--- Exercise goal ---
Turn everything from the line containing "[251, 132], one" down through the last of the items below into a JSON list of strings, with one string per line and blank lines left out.

--- Supplied data ---
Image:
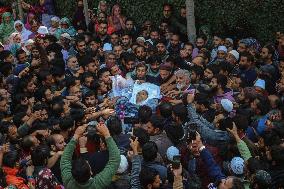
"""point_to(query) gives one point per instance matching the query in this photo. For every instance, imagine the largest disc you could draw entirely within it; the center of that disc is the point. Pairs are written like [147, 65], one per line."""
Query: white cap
[66, 35]
[222, 48]
[227, 105]
[235, 54]
[42, 30]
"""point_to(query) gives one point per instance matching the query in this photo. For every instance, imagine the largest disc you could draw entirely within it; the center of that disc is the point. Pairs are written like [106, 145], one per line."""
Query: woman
[65, 27]
[7, 27]
[20, 28]
[116, 20]
[15, 42]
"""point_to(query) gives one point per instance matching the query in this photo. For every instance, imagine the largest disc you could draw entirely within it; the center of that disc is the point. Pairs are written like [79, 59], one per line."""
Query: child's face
[141, 96]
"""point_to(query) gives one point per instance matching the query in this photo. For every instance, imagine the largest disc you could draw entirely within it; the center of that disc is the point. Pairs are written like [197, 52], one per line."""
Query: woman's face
[17, 39]
[116, 11]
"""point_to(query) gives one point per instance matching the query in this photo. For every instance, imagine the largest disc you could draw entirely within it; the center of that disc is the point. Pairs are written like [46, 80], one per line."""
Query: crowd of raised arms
[116, 105]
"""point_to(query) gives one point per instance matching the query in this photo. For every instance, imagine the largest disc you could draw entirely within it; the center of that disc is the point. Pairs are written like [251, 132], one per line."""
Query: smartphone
[176, 162]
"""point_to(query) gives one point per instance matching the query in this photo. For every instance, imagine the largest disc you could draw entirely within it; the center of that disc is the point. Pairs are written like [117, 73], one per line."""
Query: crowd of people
[115, 105]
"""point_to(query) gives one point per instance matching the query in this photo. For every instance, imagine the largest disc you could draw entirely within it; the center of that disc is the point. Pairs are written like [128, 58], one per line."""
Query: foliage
[242, 18]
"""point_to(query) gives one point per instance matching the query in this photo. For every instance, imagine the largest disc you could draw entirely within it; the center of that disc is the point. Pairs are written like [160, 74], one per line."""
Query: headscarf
[24, 33]
[70, 30]
[6, 28]
[28, 25]
[13, 47]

--- Full answer ---
[
  "\"\"\"point_to(query) gives one point per instance matching the query in this photo. For every instance, imagine the largest disc you could draw entirely within it; the center of that disc is the point. Pairs are written like [251, 132], one per line.\"\"\"",
  "Query: smartphone",
  "[176, 162]",
  "\"\"\"point_to(query) gives one point per instance matching the query in this photo. For every instance, imagine the largest disc you could draw entirely within it; the center of that disc is the point. Pairs are written like [117, 73], one per line.\"\"\"",
  "Query: crowd of people",
  "[115, 105]",
  "\"\"\"point_to(query) gives one point per instance matching the query in this photo. For every instance, imagine the largest disc you could draw entirely within it; the center of that disc is the point. Pairs are written like [128, 58], one per line.\"\"\"",
  "Query: foliage",
  "[242, 18]",
  "\"\"\"point_to(query) gives one point per instance matching the query in this photo. For every instance, imagine the largest disc you could draw entirely within it; the center of that disc is the point. Pairs are written like [160, 74], one per line.\"\"\"",
  "Query: headscarf",
  "[24, 33]",
  "[70, 30]",
  "[6, 28]",
  "[28, 25]",
  "[13, 47]"
]